(Requirement) Pick out every line of the records that contains the string "green" and copy each one. Matching is case-sensitive.

(Raw data)
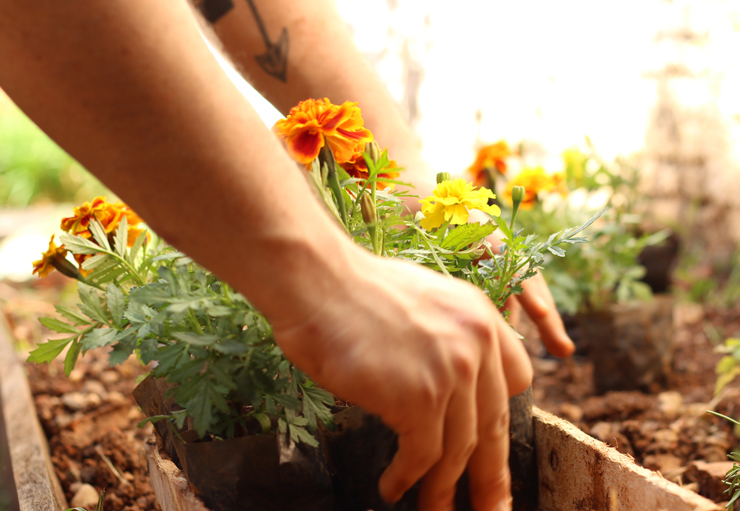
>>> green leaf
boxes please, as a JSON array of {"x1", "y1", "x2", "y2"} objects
[
  {"x1": 64, "y1": 339, "x2": 82, "y2": 378},
  {"x1": 108, "y1": 332, "x2": 136, "y2": 367},
  {"x1": 82, "y1": 254, "x2": 110, "y2": 271},
  {"x1": 88, "y1": 218, "x2": 111, "y2": 252},
  {"x1": 28, "y1": 336, "x2": 77, "y2": 364},
  {"x1": 105, "y1": 282, "x2": 126, "y2": 326},
  {"x1": 113, "y1": 215, "x2": 128, "y2": 258},
  {"x1": 59, "y1": 233, "x2": 101, "y2": 254},
  {"x1": 126, "y1": 231, "x2": 147, "y2": 264},
  {"x1": 547, "y1": 247, "x2": 565, "y2": 257},
  {"x1": 82, "y1": 328, "x2": 118, "y2": 351},
  {"x1": 440, "y1": 223, "x2": 496, "y2": 251},
  {"x1": 77, "y1": 283, "x2": 108, "y2": 323},
  {"x1": 172, "y1": 332, "x2": 217, "y2": 346},
  {"x1": 563, "y1": 206, "x2": 609, "y2": 238},
  {"x1": 39, "y1": 318, "x2": 80, "y2": 334},
  {"x1": 54, "y1": 305, "x2": 90, "y2": 326}
]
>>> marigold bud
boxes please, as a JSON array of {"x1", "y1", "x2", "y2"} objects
[
  {"x1": 365, "y1": 140, "x2": 383, "y2": 162},
  {"x1": 437, "y1": 172, "x2": 452, "y2": 184},
  {"x1": 360, "y1": 193, "x2": 377, "y2": 225},
  {"x1": 511, "y1": 186, "x2": 526, "y2": 204},
  {"x1": 51, "y1": 254, "x2": 85, "y2": 282}
]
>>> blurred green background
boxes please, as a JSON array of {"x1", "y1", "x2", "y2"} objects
[{"x1": 0, "y1": 91, "x2": 110, "y2": 209}]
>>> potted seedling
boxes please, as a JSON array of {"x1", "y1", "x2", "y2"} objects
[
  {"x1": 29, "y1": 100, "x2": 594, "y2": 511},
  {"x1": 502, "y1": 144, "x2": 673, "y2": 392}
]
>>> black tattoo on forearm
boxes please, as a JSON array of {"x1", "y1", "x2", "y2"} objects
[
  {"x1": 195, "y1": 0, "x2": 234, "y2": 25},
  {"x1": 244, "y1": 0, "x2": 288, "y2": 82}
]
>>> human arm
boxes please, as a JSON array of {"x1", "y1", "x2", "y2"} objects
[
  {"x1": 205, "y1": 0, "x2": 574, "y2": 357},
  {"x1": 0, "y1": 0, "x2": 531, "y2": 510}
]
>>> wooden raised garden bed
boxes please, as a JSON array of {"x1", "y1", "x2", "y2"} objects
[{"x1": 0, "y1": 318, "x2": 721, "y2": 511}]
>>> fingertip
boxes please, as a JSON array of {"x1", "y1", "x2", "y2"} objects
[{"x1": 378, "y1": 466, "x2": 406, "y2": 504}]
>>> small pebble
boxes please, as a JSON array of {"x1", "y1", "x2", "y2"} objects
[
  {"x1": 85, "y1": 394, "x2": 103, "y2": 410},
  {"x1": 70, "y1": 484, "x2": 98, "y2": 510},
  {"x1": 560, "y1": 403, "x2": 583, "y2": 422},
  {"x1": 62, "y1": 392, "x2": 87, "y2": 411},
  {"x1": 82, "y1": 380, "x2": 108, "y2": 399},
  {"x1": 658, "y1": 390, "x2": 683, "y2": 420},
  {"x1": 100, "y1": 371, "x2": 121, "y2": 385},
  {"x1": 55, "y1": 413, "x2": 72, "y2": 429},
  {"x1": 105, "y1": 390, "x2": 128, "y2": 405},
  {"x1": 69, "y1": 369, "x2": 85, "y2": 383}
]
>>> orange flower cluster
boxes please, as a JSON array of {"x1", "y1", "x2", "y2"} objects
[
  {"x1": 341, "y1": 152, "x2": 400, "y2": 190},
  {"x1": 504, "y1": 167, "x2": 568, "y2": 209},
  {"x1": 468, "y1": 140, "x2": 513, "y2": 186},
  {"x1": 61, "y1": 197, "x2": 144, "y2": 247},
  {"x1": 33, "y1": 234, "x2": 67, "y2": 277},
  {"x1": 33, "y1": 197, "x2": 149, "y2": 277},
  {"x1": 273, "y1": 98, "x2": 373, "y2": 167}
]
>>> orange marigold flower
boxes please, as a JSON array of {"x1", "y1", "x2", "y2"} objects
[
  {"x1": 61, "y1": 197, "x2": 144, "y2": 247},
  {"x1": 468, "y1": 140, "x2": 513, "y2": 186},
  {"x1": 273, "y1": 98, "x2": 373, "y2": 166},
  {"x1": 341, "y1": 153, "x2": 400, "y2": 190},
  {"x1": 504, "y1": 167, "x2": 565, "y2": 209},
  {"x1": 33, "y1": 234, "x2": 67, "y2": 277}
]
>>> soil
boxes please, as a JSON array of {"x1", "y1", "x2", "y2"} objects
[
  {"x1": 0, "y1": 279, "x2": 740, "y2": 511},
  {"x1": 521, "y1": 304, "x2": 740, "y2": 502},
  {"x1": 0, "y1": 281, "x2": 160, "y2": 511}
]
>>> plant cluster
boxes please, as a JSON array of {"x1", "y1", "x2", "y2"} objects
[
  {"x1": 29, "y1": 100, "x2": 594, "y2": 445},
  {"x1": 469, "y1": 141, "x2": 668, "y2": 314}
]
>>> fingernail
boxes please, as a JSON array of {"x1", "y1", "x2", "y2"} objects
[{"x1": 494, "y1": 497, "x2": 514, "y2": 511}]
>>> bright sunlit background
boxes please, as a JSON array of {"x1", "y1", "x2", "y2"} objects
[{"x1": 0, "y1": 0, "x2": 740, "y2": 280}]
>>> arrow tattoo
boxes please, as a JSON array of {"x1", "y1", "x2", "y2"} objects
[
  {"x1": 195, "y1": 0, "x2": 234, "y2": 25},
  {"x1": 247, "y1": 0, "x2": 288, "y2": 82}
]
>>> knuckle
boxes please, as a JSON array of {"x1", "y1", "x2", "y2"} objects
[
  {"x1": 478, "y1": 407, "x2": 509, "y2": 442},
  {"x1": 451, "y1": 343, "x2": 480, "y2": 384},
  {"x1": 453, "y1": 433, "x2": 478, "y2": 466},
  {"x1": 470, "y1": 470, "x2": 511, "y2": 498}
]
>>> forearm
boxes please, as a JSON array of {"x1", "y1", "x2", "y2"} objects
[
  {"x1": 0, "y1": 0, "x2": 356, "y2": 328},
  {"x1": 205, "y1": 0, "x2": 434, "y2": 205}
]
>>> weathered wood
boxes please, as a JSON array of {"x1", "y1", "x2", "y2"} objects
[
  {"x1": 147, "y1": 407, "x2": 721, "y2": 511},
  {"x1": 0, "y1": 320, "x2": 67, "y2": 511},
  {"x1": 146, "y1": 443, "x2": 208, "y2": 511},
  {"x1": 534, "y1": 407, "x2": 720, "y2": 511}
]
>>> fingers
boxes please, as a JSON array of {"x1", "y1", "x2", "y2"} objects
[
  {"x1": 419, "y1": 384, "x2": 478, "y2": 511},
  {"x1": 468, "y1": 326, "x2": 516, "y2": 511},
  {"x1": 502, "y1": 295, "x2": 522, "y2": 328},
  {"x1": 493, "y1": 314, "x2": 533, "y2": 397},
  {"x1": 379, "y1": 414, "x2": 444, "y2": 502},
  {"x1": 517, "y1": 273, "x2": 575, "y2": 357}
]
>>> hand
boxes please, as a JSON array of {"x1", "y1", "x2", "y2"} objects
[
  {"x1": 506, "y1": 273, "x2": 576, "y2": 358},
  {"x1": 470, "y1": 210, "x2": 576, "y2": 357},
  {"x1": 273, "y1": 248, "x2": 532, "y2": 511}
]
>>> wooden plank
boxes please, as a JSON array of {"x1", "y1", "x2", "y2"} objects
[
  {"x1": 146, "y1": 442, "x2": 208, "y2": 511},
  {"x1": 534, "y1": 407, "x2": 721, "y2": 511},
  {"x1": 0, "y1": 319, "x2": 67, "y2": 511}
]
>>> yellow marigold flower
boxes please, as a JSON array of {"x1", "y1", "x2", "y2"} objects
[
  {"x1": 504, "y1": 167, "x2": 567, "y2": 209},
  {"x1": 419, "y1": 179, "x2": 501, "y2": 230},
  {"x1": 340, "y1": 153, "x2": 400, "y2": 190},
  {"x1": 468, "y1": 140, "x2": 513, "y2": 186},
  {"x1": 273, "y1": 98, "x2": 373, "y2": 166},
  {"x1": 61, "y1": 197, "x2": 144, "y2": 247},
  {"x1": 33, "y1": 234, "x2": 67, "y2": 277}
]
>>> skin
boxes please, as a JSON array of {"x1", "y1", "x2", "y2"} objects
[{"x1": 0, "y1": 0, "x2": 564, "y2": 511}]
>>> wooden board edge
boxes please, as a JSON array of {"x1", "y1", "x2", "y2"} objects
[
  {"x1": 146, "y1": 442, "x2": 208, "y2": 511},
  {"x1": 533, "y1": 407, "x2": 721, "y2": 511},
  {"x1": 0, "y1": 318, "x2": 67, "y2": 511}
]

(The response)
>>> green leaf
>>> blurred green background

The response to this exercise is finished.